Copy the material below line for line, changing nothing.

====================

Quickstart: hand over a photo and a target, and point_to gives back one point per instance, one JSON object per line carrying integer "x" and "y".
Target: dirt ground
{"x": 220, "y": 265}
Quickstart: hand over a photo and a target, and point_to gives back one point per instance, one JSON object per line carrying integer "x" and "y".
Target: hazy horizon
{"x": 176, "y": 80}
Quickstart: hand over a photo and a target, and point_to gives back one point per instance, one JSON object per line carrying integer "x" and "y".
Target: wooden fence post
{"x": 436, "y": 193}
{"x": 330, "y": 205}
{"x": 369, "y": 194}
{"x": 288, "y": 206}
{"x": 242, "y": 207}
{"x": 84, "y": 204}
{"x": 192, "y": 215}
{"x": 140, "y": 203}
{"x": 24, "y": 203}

====================

◆ Worked answer
Quickstart: hand over a photo and a target, and point_to gives back one point per instance, one JSON object per line carrying integer "x" and "y".
Target: dirt ground
{"x": 220, "y": 265}
Quickstart: hand over a photo and a target, and point_to gives back one point per instance, one JSON object per line carrying integer "x" and "y".
Target: hazy horizon
{"x": 176, "y": 80}
Quickstart: hand over a photo and a target, and point_to gives back one point per instance, one JSON object per line carrying integer "x" and "y".
Target: wooden fence post
{"x": 436, "y": 193}
{"x": 330, "y": 205}
{"x": 369, "y": 194}
{"x": 288, "y": 206}
{"x": 242, "y": 207}
{"x": 84, "y": 204}
{"x": 192, "y": 215}
{"x": 140, "y": 203}
{"x": 24, "y": 203}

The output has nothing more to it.